Exercise tasks
**1.** According to the text about Amma and Awakening Truth, in what year did Amma move from monastic life to civilian living?
**2.** Pick up the text about Amma and Awakening Truth after its last sentence and continue writing it.

-------- Exercise text --------

Amma, a seasoned meditation teacher, and life coach, draws from decades of immersive experience within monastic communities. Her journey, deeply influenced by the wisdom of these environments, revealed that alleviating suffering often demands a broader approach than what conventional Insight meditation practices and ethical guidelines can provide. Her keen awareness of the complexities surrounding individuals grappling with developmental trauma led her to the realization that a more comprehensive strategy was needed.

In 2017, Amma transitioned from her monastic life to civilian living, bringing with her a profound understanding of the intricacies of the human experience and the diverse paths to healing. This transition marked a new chapter in her journey, one where she channels her insights to support others on their quests for authentic growth and transformation.

Amma’s unique perspective, enriched by her immersion in meditation, trauma-informed approaches, and a commitment to personal and collective healing, fuels her mission to foster connection, authenticity, and empowerment. Her teachings are deeply rooted in nature, self-discovery, and meaningful interactions, encouraging the lives of those she guides to navigate their paths with clarity and purpose.

Why It’s Important

As human beings, we have incredible potential within us – the potential to understand our inherent goodness and to lead lives filled with love, joy, and peace. However, for various reasons, these qualities are often out of reach. Awakening Truth is rooted in both modern insights and timeless traditional teachings. Through a blend of time-proven tools drawn from ancient wisdom and a psychological understanding of trauma and attachment formation within our welcoming community, we strive to bridge the gap between this potential and its realization. Our mission is to guide you on a journey that transforms limitations into possibilities, allowing you to embrace the beauty of your true nature and experience the profound changes it can bring to your life

What You’ll Learn

At Awakening Truth, we provide a rich learning experience that draws from time-tested Buddhist practices, neurobiology, and modern psychology to understand our experience. Our classes offer you the chance to immerse yourself in these practices, fostering the growth of qualities like mindfulness, loving kindness, compassion, joy, and equanimity.

-------- Data extract --------

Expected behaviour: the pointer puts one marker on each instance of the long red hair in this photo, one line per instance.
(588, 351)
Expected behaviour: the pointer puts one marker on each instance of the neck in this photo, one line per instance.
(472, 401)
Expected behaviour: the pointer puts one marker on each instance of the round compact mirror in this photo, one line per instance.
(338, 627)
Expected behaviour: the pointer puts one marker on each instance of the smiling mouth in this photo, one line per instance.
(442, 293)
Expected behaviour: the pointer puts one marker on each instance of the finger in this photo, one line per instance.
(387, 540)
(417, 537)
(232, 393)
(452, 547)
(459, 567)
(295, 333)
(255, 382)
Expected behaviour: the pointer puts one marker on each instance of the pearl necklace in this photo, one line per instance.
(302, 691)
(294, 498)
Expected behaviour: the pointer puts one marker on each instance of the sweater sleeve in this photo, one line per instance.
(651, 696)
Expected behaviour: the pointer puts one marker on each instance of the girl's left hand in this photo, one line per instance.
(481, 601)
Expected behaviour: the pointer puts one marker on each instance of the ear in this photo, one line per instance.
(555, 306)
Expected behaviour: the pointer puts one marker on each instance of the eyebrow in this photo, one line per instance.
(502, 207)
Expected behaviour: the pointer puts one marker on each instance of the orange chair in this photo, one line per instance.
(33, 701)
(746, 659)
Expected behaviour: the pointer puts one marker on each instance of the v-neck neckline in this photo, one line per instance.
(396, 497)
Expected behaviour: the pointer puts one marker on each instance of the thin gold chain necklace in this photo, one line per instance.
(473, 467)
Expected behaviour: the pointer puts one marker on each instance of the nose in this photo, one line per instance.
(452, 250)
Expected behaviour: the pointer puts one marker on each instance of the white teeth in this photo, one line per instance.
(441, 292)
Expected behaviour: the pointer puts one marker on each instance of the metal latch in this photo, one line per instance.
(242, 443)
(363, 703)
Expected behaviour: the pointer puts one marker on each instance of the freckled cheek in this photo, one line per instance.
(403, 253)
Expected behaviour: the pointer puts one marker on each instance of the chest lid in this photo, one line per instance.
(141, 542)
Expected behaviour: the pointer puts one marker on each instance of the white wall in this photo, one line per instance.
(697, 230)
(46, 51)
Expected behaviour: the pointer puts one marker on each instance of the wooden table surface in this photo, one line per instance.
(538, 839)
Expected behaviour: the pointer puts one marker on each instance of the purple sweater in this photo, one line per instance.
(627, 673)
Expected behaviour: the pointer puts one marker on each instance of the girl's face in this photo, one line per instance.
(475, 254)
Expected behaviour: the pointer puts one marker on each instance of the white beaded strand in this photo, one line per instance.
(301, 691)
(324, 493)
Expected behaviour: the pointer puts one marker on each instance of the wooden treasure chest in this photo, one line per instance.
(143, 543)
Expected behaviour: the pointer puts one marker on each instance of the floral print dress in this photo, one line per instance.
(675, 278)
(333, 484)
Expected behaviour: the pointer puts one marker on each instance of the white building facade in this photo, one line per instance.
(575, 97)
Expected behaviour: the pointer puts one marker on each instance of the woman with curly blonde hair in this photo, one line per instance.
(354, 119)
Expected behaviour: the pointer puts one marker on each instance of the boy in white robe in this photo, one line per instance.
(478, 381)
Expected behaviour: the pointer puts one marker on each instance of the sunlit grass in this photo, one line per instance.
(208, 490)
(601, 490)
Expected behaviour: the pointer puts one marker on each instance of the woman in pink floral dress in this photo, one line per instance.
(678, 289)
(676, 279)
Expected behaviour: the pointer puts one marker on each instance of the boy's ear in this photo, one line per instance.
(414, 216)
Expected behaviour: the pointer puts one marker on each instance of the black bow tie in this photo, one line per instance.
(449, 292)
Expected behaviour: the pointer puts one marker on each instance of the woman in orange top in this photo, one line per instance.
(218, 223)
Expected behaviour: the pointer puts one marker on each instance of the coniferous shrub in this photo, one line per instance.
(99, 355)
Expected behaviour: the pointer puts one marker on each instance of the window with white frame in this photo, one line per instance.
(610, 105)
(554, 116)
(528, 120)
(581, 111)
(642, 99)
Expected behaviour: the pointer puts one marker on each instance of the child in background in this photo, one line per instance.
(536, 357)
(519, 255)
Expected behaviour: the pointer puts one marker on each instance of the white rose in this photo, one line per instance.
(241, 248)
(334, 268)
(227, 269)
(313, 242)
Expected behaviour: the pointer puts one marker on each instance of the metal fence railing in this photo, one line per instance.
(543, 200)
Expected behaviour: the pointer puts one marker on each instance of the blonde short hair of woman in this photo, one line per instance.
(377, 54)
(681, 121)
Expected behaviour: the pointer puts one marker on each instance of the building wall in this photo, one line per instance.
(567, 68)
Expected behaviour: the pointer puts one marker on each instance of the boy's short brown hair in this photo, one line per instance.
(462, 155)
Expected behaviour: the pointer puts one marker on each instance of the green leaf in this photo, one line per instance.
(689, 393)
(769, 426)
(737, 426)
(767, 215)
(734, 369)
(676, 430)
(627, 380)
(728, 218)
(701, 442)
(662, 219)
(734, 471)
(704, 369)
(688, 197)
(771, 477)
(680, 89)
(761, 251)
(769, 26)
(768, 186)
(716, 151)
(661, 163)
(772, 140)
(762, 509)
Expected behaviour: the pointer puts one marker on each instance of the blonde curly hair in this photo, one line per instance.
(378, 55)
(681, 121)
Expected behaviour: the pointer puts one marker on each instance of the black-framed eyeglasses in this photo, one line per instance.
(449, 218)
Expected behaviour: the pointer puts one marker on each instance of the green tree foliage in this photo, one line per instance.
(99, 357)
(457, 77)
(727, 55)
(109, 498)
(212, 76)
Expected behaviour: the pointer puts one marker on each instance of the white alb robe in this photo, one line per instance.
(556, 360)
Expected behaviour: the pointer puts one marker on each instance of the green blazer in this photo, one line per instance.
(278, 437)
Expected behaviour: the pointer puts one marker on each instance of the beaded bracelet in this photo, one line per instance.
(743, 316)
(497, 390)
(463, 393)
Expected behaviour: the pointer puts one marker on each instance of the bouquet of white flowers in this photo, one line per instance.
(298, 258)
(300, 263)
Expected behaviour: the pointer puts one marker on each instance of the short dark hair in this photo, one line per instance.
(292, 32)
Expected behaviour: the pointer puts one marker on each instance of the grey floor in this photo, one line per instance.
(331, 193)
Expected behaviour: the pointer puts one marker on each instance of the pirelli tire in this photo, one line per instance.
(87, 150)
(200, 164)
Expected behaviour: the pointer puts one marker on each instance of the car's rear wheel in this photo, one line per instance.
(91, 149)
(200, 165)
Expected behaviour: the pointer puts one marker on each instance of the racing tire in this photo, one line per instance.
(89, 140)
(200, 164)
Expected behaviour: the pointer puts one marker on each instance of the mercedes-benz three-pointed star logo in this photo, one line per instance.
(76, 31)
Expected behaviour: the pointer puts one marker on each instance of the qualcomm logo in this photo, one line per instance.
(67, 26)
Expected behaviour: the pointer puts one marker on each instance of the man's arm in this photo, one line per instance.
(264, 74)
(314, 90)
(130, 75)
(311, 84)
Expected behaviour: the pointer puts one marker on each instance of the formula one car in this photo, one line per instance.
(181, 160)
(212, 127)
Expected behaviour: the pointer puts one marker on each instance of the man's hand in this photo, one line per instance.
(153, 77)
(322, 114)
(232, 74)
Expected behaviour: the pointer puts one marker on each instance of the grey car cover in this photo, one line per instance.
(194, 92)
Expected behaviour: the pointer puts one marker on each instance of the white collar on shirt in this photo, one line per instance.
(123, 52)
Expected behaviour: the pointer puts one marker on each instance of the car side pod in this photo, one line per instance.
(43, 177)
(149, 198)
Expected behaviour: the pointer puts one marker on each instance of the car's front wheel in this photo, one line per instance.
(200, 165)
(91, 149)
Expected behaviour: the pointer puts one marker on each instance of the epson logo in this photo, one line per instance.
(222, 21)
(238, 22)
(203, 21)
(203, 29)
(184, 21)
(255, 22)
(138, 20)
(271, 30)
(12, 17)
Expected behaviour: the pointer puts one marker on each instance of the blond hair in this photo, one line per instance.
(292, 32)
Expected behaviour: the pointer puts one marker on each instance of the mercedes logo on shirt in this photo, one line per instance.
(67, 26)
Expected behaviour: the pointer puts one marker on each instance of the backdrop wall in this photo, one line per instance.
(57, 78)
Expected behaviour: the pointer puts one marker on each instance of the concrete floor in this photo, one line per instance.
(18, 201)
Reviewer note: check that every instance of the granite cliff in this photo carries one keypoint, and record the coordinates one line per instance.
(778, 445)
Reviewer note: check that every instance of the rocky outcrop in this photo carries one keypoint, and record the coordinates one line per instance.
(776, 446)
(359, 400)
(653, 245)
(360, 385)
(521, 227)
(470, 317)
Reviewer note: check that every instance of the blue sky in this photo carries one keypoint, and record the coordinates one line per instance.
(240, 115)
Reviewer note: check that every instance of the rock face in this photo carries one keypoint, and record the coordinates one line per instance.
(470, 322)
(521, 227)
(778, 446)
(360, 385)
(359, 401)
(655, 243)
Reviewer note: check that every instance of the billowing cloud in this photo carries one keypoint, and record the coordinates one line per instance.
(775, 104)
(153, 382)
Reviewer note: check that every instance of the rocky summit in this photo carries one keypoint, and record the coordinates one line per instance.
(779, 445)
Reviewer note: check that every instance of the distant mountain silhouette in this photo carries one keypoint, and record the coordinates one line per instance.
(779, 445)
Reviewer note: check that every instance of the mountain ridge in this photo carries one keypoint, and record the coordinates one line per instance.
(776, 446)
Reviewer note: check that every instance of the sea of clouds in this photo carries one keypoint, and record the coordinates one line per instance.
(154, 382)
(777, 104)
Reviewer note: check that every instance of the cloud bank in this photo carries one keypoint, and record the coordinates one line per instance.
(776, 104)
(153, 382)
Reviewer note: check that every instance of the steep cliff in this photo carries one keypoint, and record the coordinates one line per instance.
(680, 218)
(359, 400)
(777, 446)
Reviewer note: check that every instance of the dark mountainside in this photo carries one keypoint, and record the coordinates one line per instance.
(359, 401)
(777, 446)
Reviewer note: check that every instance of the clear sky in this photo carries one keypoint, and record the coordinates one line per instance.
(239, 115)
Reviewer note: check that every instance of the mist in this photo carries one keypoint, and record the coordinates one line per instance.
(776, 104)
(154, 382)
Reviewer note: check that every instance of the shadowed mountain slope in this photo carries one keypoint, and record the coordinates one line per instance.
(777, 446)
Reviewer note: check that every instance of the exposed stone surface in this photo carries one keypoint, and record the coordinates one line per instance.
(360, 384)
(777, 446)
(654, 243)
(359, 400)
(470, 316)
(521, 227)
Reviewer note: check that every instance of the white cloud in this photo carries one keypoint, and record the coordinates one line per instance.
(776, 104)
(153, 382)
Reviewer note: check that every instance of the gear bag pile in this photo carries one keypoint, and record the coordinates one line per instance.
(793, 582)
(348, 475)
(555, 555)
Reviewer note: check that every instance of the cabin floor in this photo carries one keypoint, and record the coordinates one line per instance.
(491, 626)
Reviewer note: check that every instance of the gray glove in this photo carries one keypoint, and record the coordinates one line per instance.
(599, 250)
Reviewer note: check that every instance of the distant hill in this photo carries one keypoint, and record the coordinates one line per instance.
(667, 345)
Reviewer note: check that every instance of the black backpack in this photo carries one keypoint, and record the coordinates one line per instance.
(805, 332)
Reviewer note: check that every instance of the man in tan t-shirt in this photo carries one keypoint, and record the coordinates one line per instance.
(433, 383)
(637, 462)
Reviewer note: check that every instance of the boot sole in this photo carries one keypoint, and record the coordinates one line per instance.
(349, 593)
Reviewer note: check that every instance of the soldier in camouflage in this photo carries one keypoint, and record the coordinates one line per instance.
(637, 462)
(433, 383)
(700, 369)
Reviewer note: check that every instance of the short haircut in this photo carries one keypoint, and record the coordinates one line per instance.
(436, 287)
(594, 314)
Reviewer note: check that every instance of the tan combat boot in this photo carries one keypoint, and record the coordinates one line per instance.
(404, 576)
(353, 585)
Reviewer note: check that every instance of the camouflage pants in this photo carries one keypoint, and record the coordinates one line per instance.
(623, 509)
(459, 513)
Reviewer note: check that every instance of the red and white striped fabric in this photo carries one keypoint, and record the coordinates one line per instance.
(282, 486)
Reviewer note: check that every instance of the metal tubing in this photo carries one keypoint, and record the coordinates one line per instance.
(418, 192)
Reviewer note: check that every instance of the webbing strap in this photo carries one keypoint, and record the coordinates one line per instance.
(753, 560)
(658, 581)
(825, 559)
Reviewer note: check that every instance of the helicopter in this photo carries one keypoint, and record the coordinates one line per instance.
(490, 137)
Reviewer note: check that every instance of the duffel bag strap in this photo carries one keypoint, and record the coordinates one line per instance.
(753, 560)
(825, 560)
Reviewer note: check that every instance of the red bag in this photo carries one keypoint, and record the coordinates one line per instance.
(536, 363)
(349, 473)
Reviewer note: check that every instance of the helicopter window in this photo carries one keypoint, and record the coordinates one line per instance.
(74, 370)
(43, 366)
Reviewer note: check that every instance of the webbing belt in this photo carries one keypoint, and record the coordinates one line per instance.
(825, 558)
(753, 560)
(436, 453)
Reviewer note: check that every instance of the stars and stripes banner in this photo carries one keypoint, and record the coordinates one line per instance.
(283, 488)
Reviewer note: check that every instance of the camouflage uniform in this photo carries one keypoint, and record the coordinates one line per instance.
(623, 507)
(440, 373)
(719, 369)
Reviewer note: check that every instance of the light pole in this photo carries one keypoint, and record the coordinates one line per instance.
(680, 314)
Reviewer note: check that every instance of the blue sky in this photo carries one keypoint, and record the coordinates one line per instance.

--------

Answers for each item
**1.** 2017

**2.**
We value the practice of inquiry. This leads us to recognize how observing together in pairs and in groups enhances not only our personal growth and realization but also fosters growth among our fellow participants contributing to integration and the journey of awakening.

Additionally, we’re excited to introduce you to Integrated Meditation, a method that targets early imprints within you. Through this practice, you’ll have the tools to gently reshape deep-seated beliefs, allowing you to thrive.

Our aim is to empower you with these practices, helping you cultivate a deeper connection with yourself and the world around you.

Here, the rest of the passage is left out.